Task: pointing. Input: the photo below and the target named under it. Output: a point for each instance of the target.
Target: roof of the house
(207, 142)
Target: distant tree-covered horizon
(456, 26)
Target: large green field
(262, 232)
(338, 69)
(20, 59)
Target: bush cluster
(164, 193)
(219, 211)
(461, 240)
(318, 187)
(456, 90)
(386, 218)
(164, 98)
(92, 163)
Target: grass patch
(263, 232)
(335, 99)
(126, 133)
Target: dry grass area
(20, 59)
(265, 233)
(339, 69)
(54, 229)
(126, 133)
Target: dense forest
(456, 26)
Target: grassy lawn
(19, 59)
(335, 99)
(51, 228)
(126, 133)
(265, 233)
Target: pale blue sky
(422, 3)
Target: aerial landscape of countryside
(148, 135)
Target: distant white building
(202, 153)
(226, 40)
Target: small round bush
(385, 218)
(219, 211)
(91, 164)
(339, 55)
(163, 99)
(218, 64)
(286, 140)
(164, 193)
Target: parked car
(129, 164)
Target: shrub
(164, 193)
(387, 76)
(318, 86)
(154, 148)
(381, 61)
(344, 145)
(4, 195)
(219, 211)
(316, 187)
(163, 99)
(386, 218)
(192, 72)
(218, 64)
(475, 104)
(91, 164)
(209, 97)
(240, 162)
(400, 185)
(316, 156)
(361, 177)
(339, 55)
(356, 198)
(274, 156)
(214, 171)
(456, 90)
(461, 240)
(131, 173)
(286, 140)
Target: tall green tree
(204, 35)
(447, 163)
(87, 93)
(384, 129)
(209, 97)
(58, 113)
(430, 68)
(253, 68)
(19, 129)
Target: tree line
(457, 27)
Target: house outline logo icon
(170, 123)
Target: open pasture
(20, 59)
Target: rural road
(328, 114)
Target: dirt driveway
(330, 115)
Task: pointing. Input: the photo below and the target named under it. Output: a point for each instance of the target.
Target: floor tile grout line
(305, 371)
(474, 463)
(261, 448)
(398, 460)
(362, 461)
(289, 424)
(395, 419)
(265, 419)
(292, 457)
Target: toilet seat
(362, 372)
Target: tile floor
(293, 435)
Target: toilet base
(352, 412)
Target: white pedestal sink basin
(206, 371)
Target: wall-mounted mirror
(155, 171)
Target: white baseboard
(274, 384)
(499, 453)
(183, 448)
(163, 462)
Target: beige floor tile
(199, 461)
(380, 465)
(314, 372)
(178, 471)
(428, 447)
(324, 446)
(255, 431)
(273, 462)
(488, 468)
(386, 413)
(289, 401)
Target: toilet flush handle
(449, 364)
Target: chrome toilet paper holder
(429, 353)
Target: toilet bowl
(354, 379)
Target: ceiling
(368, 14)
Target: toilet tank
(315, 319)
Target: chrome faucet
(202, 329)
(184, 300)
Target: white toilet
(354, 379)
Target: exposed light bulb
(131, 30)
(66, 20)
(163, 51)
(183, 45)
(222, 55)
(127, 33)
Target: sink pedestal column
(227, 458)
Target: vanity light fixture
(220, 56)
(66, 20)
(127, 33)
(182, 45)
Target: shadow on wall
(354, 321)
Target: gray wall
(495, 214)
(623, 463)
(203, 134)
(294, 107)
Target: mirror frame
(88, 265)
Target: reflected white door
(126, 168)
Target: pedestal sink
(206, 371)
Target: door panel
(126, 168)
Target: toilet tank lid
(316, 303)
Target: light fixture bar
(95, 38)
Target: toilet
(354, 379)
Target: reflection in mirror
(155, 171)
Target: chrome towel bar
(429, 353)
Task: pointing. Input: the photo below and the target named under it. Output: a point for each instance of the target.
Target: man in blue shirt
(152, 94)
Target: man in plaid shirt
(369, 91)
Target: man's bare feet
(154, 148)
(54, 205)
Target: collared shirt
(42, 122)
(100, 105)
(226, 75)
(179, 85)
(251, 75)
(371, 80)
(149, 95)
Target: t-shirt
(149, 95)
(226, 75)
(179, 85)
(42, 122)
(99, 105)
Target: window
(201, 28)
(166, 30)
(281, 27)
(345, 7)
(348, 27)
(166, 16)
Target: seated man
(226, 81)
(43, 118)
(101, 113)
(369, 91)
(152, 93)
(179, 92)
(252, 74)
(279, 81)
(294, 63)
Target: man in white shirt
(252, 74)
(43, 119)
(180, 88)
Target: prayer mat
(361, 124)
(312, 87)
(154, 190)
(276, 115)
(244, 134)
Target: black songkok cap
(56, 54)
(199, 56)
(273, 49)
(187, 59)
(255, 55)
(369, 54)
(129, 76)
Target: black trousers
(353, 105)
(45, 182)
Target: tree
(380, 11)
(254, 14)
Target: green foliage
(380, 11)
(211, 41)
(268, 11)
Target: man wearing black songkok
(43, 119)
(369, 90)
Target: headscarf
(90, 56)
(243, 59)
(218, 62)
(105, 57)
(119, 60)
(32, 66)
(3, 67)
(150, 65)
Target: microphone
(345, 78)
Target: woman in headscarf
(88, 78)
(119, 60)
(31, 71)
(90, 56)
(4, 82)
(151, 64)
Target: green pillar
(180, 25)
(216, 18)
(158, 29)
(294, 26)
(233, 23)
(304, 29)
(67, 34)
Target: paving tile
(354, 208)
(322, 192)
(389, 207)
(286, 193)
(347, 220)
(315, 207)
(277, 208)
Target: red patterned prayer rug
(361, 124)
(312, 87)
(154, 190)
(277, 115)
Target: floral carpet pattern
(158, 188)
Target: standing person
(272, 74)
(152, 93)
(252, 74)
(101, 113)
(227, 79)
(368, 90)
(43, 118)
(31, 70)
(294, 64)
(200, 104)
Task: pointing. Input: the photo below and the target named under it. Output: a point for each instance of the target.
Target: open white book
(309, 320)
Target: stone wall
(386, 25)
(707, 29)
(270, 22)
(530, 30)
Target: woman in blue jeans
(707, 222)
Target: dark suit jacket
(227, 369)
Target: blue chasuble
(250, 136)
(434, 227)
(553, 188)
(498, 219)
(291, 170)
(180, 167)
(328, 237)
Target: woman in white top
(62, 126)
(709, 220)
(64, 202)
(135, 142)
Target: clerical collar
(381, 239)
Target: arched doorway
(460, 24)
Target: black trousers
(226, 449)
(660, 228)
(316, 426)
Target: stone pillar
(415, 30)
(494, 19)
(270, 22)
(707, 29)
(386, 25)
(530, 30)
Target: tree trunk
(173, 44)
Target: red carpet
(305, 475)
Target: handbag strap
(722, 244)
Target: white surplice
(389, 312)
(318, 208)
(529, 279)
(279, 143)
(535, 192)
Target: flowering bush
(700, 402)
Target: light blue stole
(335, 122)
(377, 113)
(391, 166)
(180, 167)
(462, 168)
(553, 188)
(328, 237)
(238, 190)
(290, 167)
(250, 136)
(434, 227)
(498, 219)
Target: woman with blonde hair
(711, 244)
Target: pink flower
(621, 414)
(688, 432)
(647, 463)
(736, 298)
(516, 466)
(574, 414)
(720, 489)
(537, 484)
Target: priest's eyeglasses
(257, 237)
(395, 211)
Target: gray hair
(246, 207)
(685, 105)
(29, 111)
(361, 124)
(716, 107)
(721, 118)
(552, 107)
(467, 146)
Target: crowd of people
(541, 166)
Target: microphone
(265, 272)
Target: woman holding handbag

**ASSIGNMENT**
Give back the data exactly, with no line dropped.

**REPLY**
Task: pointing. Input: the photo below and the target named under it. Output: a point for each instance of the target.
Target: roof of the house
(207, 142)
Target: distant tree-covered horizon
(456, 26)
Target: large green field
(262, 232)
(338, 69)
(20, 59)
Target: bush cluster
(164, 193)
(219, 211)
(461, 240)
(318, 187)
(456, 90)
(386, 218)
(164, 98)
(92, 163)
Target: grass patch
(263, 232)
(335, 99)
(126, 133)
Target: dry grass area
(20, 59)
(265, 233)
(339, 69)
(54, 229)
(126, 133)
Target: dense forest
(456, 26)
Target: grassy lawn
(19, 59)
(335, 99)
(51, 228)
(126, 133)
(265, 233)
Target: pale blue sky
(422, 3)
Target: aerial landscape of countryside
(148, 135)
Target: distant white building
(202, 153)
(226, 40)
Target: small round bush
(385, 218)
(219, 211)
(91, 164)
(339, 55)
(163, 99)
(218, 64)
(286, 140)
(164, 193)
Target: parked car
(129, 164)
Target: shrub
(164, 193)
(387, 76)
(318, 86)
(154, 148)
(381, 61)
(344, 145)
(4, 195)
(219, 211)
(316, 187)
(163, 99)
(386, 218)
(192, 72)
(218, 64)
(475, 104)
(91, 164)
(209, 97)
(240, 162)
(400, 185)
(316, 156)
(361, 177)
(339, 55)
(356, 198)
(274, 156)
(214, 171)
(456, 90)
(461, 240)
(131, 173)
(286, 140)
Target: tall green tree
(204, 35)
(447, 163)
(87, 93)
(384, 129)
(209, 97)
(58, 113)
(430, 68)
(253, 68)
(19, 129)
Target: tree line
(457, 27)
Target: house outline logo icon
(170, 123)
Target: open pasture
(20, 59)
Target: rural road
(328, 114)
Target: dirt driveway
(330, 115)
Task: pointing. Input: the photo below and the target named under it. Output: a point for each instance of the target.
Target: floor tile grout line
(305, 371)
(474, 463)
(261, 448)
(398, 460)
(362, 461)
(289, 424)
(395, 419)
(265, 419)
(292, 457)
Target: toilet seat
(362, 372)
Target: tile floor
(293, 435)
Target: toilet base
(352, 412)
Target: white pedestal sink basin
(206, 371)
Target: wall-mounted mirror
(155, 171)
Target: white baseboard
(274, 384)
(499, 453)
(183, 448)
(163, 462)
Target: beige floor tile
(199, 461)
(380, 465)
(314, 372)
(178, 471)
(428, 447)
(324, 446)
(255, 431)
(273, 462)
(488, 468)
(386, 413)
(289, 401)
Target: toilet flush handle
(449, 364)
Target: chrome toilet paper holder
(429, 353)
Target: toilet bowl
(354, 379)
Target: ceiling
(368, 14)
Target: toilet tank
(315, 319)
Target: chrome faucet
(202, 329)
(184, 300)
Target: white toilet
(354, 379)
Target: exposed light bulb
(131, 30)
(66, 20)
(163, 51)
(183, 45)
(222, 55)
(127, 33)
Target: sink pedestal column
(227, 458)
Target: vanity light fixture
(220, 56)
(66, 20)
(127, 33)
(182, 45)
Target: shadow on wall
(354, 321)
Target: gray wall
(495, 214)
(623, 463)
(203, 134)
(294, 107)
Target: mirror frame
(88, 265)
Target: reflected white door
(126, 168)
Target: pedestal sink
(206, 371)
Target: door panel
(126, 168)
Target: toilet tank lid
(316, 303)
Target: light fixture bar
(95, 38)
Target: toilet
(354, 379)
Target: reflection in mirror
(155, 171)
Target: chrome towel bar
(429, 353)
Task: pointing. Input: the photo below and the target named under it. Output: a point for each instance of the target.
Target: man in blue shirt
(152, 94)
Target: man in plaid shirt
(369, 91)
Target: man's bare feet
(154, 148)
(54, 205)
Target: collared shirt
(42, 122)
(100, 105)
(226, 75)
(179, 85)
(251, 75)
(371, 80)
(149, 95)
Target: t-shirt
(149, 95)
(226, 75)
(179, 85)
(42, 122)
(99, 105)
Target: window
(201, 28)
(166, 30)
(281, 27)
(345, 7)
(348, 27)
(166, 16)
Target: seated man
(226, 81)
(43, 118)
(101, 113)
(369, 91)
(152, 93)
(179, 92)
(252, 74)
(279, 81)
(294, 63)
Target: man in white shirt
(252, 74)
(43, 119)
(180, 88)
Target: prayer mat
(361, 124)
(312, 87)
(154, 190)
(276, 115)
(244, 134)
Target: black songkok cap
(56, 54)
(199, 56)
(273, 49)
(187, 59)
(255, 55)
(369, 54)
(129, 76)
Target: black trousers
(353, 105)
(45, 182)
Target: tree
(380, 11)
(254, 14)
Target: green foliage
(380, 11)
(211, 41)
(268, 11)
Target: man wearing black songkok
(43, 119)
(369, 90)
Target: headscarf
(90, 56)
(243, 59)
(218, 62)
(105, 57)
(119, 60)
(32, 66)
(3, 67)
(150, 65)
Target: microphone
(345, 78)
Target: woman in headscarf
(88, 78)
(119, 60)
(31, 71)
(90, 56)
(4, 82)
(151, 64)
Target: green pillar
(180, 25)
(216, 18)
(158, 29)
(294, 26)
(233, 23)
(304, 29)
(67, 34)
Target: paving tile
(354, 208)
(322, 192)
(389, 207)
(286, 193)
(347, 220)
(315, 207)
(277, 208)
Target: red patterned prayer rug
(361, 124)
(312, 87)
(154, 190)
(277, 115)
Target: floral carpet pattern
(158, 188)
Target: standing person
(272, 74)
(152, 93)
(252, 74)
(101, 113)
(227, 79)
(368, 90)
(43, 118)
(31, 70)
(294, 64)
(200, 104)
Task: pointing. Input: the photo below and the target named under it. Output: a point for each instance of the target.
Target: open white book
(309, 320)
Target: stone wall
(386, 25)
(707, 29)
(270, 22)
(530, 30)
Target: woman in blue jeans
(707, 222)
Target: dark suit jacket
(227, 369)
Target: blue chasuble
(250, 136)
(434, 227)
(553, 188)
(498, 219)
(291, 170)
(180, 167)
(328, 237)
Target: woman in white top
(62, 126)
(709, 220)
(64, 202)
(135, 142)
Target: clerical collar
(381, 239)
Target: arched doorway
(460, 24)
Target: black trousers
(226, 449)
(660, 228)
(316, 426)
Target: stone pillar
(415, 30)
(494, 19)
(270, 22)
(707, 29)
(386, 25)
(530, 30)
Target: tree trunk
(173, 44)
Target: red carpet
(305, 475)
Target: handbag strap
(722, 244)
Target: white surplice
(389, 312)
(318, 208)
(529, 279)
(279, 143)
(535, 192)
Target: flowering bush
(700, 402)
Target: light blue stole
(335, 122)
(377, 113)
(391, 166)
(180, 167)
(462, 168)
(553, 188)
(328, 237)
(238, 190)
(290, 167)
(250, 136)
(434, 227)
(498, 219)
Target: woman with blonde hair
(711, 244)
Target: pink flower
(621, 414)
(688, 432)
(647, 463)
(736, 298)
(516, 466)
(574, 414)
(720, 489)
(537, 484)
Target: priest's eyeglasses
(257, 237)
(395, 211)
Target: gray hair
(246, 207)
(685, 105)
(29, 111)
(361, 124)
(716, 107)
(721, 118)
(552, 107)
(467, 146)
Target: crowd of people
(541, 166)
Target: microphone
(265, 272)
Target: woman holding handbag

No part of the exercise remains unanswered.